• Document text:
##########

For TFIDF vector generation we use TfidfVectorizer provided by [sickit-learn liberay](https://scikit-learn.org/stable/modules/generated/sklearn.feature_extraction.text.TfidfVectorizer.html)

#### Terms:
* **TF (Term frequency)**: Number of time a term occur in a document / Total number of term in the document.
* **DF (Document frequency)**: Number of document where the term appear / Total number of document.
* **IDF (Inverse Document Frequency)**: 1 / Document frequency
***
### TfidfVectorizer parameters:
* **tokenizer**: Is set to `lambda x: x` which means the text will be passed as it is. 
* **preprocessor**: Is set to `lambda x: x` which means the text will be passed as it is.
* **token_pattern**: Is not set to `None` means word will be taken as token as it is without any word-level processing.
* **strip_accents**: Ts set to `unicode` which means include unicode characters during preprocessing step.
* **analyzer**: Ts set to `word` which means the feature (terms or token) will be the words
* **ngram_range**: ngram_range equal to `(1, 2)` which means unigrams and bigrams
* **min_df**: Is equal to `0.05` means ignore terms that occur in less the 5% of documents.
* **max_df**: Is equal to `0.95` means ignore terms that occur in more them 95% of documents.
* **sublinear_tf**: Is equal to `True` means replace tf with 1 + log(tf)

##### Note:
* **tokenizer=lambda x: x**: "`words are not tokenized from full-text? Tokenizer should only be overided by identity if text is already tokenized before. Perhaps vectorizer is receiving string (char sequence) instead of word sequence, so it behaves like a char ngram vectorizer`" qouted from notebook [here](https://www.kaggle.com/code/guillaums/error-in-tfidf-vectorizer-in-baseline-nbs?scriptVersionId=175110986&cellId=11)

In [None]:
# TfidfVectorizer parameter
vectorizer = TfidfVectorizer(
            tokenizer=lambda x: x,
            preprocessor=lambda x: x,
            token_pattern=None,
            strip_accents='unicode',
            analyzer = 'word',
            ngram_range=(1,3),
            min_df=0.05,
            max_df=0.95,
            sublinear_tf=True,
)
# Fit all datasets into TfidfVector,this may cause leakage and overly optimistic CV scores
train_tfid = vectorizer.fit_transform([i for i in train['full_text']])

##########

• Record set:

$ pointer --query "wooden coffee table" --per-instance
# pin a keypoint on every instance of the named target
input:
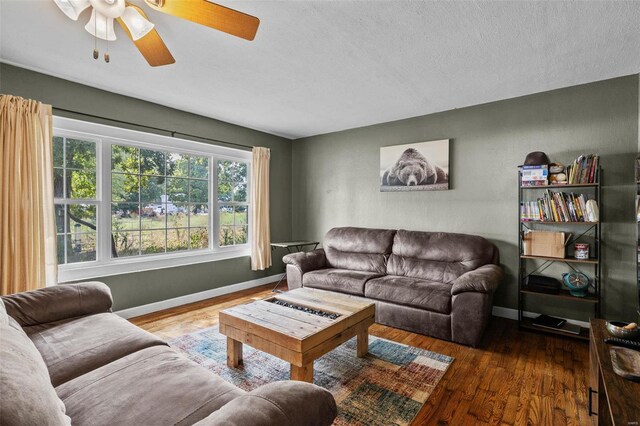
(296, 336)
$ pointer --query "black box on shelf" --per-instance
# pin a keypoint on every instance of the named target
(542, 284)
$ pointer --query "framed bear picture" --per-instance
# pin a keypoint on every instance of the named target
(421, 166)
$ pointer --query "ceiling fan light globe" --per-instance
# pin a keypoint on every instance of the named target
(100, 26)
(137, 24)
(72, 8)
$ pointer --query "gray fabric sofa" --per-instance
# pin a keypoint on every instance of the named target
(66, 359)
(433, 283)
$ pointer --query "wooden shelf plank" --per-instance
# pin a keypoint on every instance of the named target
(528, 324)
(562, 294)
(541, 222)
(573, 185)
(559, 259)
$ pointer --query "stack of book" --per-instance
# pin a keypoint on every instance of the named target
(535, 175)
(555, 207)
(584, 169)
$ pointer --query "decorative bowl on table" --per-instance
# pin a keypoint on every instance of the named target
(577, 283)
(623, 330)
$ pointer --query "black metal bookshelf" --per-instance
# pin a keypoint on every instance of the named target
(592, 266)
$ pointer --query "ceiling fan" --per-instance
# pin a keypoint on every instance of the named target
(142, 32)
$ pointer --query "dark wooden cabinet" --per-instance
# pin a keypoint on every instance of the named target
(612, 400)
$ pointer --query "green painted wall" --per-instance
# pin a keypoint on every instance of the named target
(145, 287)
(336, 178)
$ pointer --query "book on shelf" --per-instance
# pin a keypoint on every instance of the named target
(558, 207)
(584, 169)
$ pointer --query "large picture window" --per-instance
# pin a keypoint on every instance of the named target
(159, 201)
(128, 201)
(232, 202)
(75, 195)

##########

• Task set:
1) Condense the list under "Terms:" in the TF-IDF notes into three short bullet points that keep each definition.
2) Reproduce word for word the stretch of the TF-IDF notes from "# Fit all datasets" through "i in train['full_text']])".

• Complete answers:
1)
- TF: occurrences of a term in a document divided by the document's total number of terms.
- DF: number of documents containing the term divided by the total number of documents.
- IDF: 1 divided by DF.

2)
# Fit all datasets into TfidfVector,this may cause leakage and overly optimistic CV scores
train_tfid = vectorizer.fit_transform([i for i in train['full_text']])